--- Extract provided Enclosed Below ---
Best Practice: Optionality Should Be By Use Case
Data fields in a standard are traditionally mandatory or optional. However, if a standard is to cover the range of situations found in pharmaceutical value chains, it needs to consider optionality by partner, use case, market, and modality.
As experience with a variety of use cases, markets, and modalities grows, we expect that the optionality statements will be refined into a matrix that shows what is recommended to be mandatory and optional for particular situations. Each partnership will then use that as the basis for deciding which of the optional items to implement.
Use cases may not all need the same data fields. For example, sponsors may require extremely detailed information to perform advanced analytics, but affiliates may only require the summary to release the batch. More details may be required to support an investigation.
Best Practice: Choose A Structured Data Serialization Format
The downside of being agnostic to the information container is the need for some senders and receivers to support more than one type for the benefit of partners at lower digital maturity. The primary driver for choosing a data serialization format is digital maturity at both ends of the data transfer. But if there is a choice, should it be PDF, CSV, XML, or JSON?
Structured data serialization formats (such as XML and JSON) lead to higher digital maturity, offering the potential for end-to-end validation, increasing efficiency by eliminating human transcription and checking and improving the cycle time.
Using a format standardized according to a common logical data model offers the potential for easier joined-up analytics combining data from multiple partners. Using common field names and semantics (albeit in different formats) makes it more straightforward to transform incoming data from several sources into a common destination data structure.
--- End of Enclosed Extract provided ---
*Requirement 1*
Answer these questions from the best-practices text:
(a) What is the primary driver for choosing a data serialization format?
(b) What may affiliates only require?
(c) Which formats are given as examples of structured data serialization formats?
*Requirement 2*
Revise the best-practices text, starting with "Use cases may" and going on through "support an investigation.", so that "affiliates" is replaced by "release sites".
*Requirement 3*
List every file format that the best-practices text names as a possible choice for data serialization.
The rows that come next have no connection to the best-practices text.
--- Dataset content Enclosed Below ---
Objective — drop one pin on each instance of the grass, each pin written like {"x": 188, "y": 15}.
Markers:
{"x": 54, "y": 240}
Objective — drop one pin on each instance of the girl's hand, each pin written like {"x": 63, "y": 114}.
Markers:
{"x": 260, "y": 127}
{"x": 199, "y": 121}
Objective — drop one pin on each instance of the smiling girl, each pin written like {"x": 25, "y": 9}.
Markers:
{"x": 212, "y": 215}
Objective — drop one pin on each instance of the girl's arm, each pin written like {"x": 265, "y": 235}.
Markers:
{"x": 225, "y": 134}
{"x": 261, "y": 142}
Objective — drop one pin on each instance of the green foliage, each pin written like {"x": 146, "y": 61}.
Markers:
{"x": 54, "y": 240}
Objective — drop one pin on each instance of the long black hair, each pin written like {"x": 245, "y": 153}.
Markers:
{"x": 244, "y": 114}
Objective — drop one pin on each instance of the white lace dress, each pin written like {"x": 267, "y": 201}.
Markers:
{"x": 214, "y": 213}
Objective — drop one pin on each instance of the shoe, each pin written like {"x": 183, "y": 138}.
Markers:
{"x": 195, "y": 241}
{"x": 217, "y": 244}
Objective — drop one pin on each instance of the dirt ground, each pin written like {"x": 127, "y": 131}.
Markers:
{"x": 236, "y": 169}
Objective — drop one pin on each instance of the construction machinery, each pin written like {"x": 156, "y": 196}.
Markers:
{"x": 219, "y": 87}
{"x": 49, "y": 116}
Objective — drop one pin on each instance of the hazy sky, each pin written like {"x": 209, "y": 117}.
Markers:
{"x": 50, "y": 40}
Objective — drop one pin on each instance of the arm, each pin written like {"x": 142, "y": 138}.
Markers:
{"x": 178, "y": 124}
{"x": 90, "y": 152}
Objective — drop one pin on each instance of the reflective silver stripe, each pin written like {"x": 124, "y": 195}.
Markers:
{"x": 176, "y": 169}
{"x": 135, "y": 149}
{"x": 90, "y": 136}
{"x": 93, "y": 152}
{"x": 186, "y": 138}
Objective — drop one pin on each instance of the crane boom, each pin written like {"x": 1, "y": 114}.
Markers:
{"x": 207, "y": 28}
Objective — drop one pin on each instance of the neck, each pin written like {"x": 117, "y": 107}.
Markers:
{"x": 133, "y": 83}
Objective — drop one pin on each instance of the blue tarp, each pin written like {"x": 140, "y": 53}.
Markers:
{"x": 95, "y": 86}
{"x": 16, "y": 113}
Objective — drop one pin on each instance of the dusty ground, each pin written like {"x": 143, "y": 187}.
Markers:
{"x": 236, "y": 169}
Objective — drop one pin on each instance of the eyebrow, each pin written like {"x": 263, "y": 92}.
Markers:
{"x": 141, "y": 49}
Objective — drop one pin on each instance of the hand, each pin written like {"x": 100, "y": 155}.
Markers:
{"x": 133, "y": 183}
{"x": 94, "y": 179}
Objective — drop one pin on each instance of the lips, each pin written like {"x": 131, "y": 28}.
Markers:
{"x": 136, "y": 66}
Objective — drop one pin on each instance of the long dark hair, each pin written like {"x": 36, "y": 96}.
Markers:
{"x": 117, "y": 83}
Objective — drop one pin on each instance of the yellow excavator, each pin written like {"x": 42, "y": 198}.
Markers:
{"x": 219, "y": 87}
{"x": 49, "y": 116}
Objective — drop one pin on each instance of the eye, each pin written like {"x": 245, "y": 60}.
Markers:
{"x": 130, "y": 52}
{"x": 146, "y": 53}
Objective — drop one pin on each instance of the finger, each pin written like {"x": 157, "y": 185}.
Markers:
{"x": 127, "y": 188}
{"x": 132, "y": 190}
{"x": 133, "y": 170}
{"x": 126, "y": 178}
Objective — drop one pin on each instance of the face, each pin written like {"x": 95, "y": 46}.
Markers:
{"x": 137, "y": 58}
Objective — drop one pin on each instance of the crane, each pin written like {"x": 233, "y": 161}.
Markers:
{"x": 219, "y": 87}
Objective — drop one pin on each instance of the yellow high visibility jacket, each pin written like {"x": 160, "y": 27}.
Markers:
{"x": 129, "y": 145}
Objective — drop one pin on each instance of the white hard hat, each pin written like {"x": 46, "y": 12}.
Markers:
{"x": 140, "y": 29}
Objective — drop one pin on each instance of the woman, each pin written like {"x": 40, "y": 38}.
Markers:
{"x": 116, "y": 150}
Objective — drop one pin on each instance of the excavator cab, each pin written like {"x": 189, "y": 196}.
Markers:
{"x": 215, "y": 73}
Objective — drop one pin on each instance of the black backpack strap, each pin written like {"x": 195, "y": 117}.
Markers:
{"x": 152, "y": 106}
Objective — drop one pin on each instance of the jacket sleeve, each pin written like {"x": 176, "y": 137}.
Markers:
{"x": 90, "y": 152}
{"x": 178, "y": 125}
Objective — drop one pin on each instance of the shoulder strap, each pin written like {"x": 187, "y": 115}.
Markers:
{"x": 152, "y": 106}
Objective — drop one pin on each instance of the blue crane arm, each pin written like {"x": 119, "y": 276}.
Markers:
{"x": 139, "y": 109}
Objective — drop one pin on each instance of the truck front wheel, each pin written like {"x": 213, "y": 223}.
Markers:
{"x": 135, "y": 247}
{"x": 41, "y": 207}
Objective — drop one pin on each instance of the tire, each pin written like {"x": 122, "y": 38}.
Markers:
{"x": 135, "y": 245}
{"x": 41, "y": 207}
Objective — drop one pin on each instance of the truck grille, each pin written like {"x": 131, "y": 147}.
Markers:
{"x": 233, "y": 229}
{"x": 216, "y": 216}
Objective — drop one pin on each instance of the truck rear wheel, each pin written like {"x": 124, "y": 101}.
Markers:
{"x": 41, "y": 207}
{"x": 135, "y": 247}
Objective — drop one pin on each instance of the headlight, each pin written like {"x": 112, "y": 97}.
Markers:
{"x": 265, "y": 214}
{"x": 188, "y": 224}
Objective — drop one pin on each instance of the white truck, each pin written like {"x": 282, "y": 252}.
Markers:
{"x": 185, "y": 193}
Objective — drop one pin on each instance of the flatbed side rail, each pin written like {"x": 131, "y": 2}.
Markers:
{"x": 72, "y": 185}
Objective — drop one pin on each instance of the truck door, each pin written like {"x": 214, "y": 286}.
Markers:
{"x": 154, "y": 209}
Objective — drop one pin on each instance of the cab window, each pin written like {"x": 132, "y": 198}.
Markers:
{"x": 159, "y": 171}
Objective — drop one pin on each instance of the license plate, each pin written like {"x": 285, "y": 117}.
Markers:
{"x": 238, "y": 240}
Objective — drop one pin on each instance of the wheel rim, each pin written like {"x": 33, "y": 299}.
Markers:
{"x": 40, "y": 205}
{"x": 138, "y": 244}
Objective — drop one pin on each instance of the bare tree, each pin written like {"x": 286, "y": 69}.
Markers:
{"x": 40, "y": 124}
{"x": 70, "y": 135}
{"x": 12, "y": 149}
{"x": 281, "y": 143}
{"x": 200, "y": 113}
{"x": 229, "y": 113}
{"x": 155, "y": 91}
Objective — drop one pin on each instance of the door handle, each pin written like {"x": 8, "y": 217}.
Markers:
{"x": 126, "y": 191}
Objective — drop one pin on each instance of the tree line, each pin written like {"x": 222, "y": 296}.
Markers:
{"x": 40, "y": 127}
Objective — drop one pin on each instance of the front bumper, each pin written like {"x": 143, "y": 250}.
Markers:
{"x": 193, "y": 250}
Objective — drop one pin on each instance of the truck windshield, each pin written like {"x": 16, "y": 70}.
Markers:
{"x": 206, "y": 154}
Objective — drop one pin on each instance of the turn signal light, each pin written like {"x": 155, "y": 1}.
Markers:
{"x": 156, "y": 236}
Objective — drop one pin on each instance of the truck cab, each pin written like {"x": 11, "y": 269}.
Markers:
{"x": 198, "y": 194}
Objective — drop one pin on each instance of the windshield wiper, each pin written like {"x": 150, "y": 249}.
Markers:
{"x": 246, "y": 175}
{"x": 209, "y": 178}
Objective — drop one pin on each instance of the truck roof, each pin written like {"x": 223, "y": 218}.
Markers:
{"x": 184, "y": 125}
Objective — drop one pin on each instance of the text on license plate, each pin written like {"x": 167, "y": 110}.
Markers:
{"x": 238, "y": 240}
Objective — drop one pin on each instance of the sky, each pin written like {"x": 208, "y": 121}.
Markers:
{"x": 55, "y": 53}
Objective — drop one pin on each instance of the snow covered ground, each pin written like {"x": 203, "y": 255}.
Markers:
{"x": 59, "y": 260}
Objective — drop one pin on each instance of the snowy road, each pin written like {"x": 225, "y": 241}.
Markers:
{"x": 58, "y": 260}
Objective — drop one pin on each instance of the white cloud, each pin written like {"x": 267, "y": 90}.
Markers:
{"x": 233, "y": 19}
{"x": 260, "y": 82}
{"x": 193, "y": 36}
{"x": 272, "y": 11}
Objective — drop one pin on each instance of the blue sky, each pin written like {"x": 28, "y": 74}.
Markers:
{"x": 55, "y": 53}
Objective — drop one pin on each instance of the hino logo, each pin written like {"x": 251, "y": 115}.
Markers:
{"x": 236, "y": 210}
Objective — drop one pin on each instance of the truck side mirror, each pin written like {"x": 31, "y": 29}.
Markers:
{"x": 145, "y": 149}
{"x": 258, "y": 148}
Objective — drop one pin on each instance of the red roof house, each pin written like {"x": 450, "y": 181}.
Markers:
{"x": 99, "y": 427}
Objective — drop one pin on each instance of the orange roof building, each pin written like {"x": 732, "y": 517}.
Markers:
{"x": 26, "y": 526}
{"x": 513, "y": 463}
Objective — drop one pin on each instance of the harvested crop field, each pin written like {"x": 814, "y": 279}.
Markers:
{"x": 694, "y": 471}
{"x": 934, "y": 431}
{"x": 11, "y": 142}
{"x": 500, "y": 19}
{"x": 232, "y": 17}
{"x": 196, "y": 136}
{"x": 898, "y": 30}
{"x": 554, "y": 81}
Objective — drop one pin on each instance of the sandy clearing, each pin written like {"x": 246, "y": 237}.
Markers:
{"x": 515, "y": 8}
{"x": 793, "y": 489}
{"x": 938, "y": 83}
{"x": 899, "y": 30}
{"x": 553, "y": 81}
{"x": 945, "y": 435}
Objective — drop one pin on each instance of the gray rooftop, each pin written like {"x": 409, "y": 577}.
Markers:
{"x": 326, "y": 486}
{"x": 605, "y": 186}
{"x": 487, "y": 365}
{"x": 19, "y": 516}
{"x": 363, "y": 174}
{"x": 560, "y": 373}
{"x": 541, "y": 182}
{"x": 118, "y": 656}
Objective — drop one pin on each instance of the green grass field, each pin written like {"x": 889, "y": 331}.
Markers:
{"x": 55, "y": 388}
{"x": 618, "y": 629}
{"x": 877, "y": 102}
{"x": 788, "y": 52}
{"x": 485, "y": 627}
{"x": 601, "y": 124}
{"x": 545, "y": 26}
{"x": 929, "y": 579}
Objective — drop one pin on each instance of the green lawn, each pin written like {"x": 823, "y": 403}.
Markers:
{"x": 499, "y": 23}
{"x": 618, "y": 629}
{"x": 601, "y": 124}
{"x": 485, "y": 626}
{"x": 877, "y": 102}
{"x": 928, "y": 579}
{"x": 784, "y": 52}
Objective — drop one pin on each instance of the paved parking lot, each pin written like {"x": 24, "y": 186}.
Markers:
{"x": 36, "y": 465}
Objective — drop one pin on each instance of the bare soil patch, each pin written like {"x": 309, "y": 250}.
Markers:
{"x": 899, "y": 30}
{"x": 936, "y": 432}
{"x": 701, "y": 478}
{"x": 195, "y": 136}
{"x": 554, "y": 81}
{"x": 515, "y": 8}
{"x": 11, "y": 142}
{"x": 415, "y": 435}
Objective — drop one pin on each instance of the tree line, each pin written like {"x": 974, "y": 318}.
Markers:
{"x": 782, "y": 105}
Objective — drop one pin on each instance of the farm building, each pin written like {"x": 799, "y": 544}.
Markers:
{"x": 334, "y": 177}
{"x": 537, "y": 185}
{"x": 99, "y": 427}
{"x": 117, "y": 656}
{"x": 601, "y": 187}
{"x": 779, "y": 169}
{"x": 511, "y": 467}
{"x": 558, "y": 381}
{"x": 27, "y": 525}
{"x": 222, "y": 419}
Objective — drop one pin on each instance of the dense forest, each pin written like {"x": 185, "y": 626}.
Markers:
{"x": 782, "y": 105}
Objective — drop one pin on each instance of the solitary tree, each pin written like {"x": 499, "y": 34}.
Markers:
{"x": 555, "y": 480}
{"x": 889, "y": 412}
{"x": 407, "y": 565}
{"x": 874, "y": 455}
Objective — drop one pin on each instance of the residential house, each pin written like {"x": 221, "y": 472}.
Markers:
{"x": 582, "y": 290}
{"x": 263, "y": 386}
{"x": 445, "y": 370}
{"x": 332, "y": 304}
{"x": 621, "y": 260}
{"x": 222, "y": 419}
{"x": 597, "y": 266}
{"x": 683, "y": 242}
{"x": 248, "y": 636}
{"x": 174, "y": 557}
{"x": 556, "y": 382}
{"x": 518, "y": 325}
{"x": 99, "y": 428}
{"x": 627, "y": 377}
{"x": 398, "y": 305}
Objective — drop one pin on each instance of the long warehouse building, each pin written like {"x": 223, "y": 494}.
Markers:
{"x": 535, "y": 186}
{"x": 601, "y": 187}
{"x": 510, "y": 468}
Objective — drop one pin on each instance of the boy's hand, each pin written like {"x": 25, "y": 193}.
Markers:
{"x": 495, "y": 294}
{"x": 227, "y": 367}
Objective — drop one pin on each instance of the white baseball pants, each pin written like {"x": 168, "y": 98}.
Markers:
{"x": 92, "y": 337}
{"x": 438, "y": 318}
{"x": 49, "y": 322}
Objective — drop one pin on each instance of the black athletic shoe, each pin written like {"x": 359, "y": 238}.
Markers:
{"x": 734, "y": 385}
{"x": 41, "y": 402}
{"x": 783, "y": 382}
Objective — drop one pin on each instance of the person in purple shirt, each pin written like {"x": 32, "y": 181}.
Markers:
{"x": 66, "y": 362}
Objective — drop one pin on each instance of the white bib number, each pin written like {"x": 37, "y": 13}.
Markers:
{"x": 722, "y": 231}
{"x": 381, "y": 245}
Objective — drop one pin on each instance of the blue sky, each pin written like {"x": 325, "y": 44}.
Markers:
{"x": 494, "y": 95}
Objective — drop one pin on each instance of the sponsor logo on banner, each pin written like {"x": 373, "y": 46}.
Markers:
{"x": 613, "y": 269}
--- End of Enclosed Dataset content ---
*Task result 1*
(a) Digital maturity at both ends of the data transfer.
(b) The summary to release the batch.
(c) XML and JSON.

*Task result 2*
Use cases may not all need the same data fields. For example, sponsors may require extremely detailed information to perform advanced analytics, but release sites may only require the summary to release the batch. More details may be required to support an investigation.

*Task result 3*
PDF, CSV, XML, JSON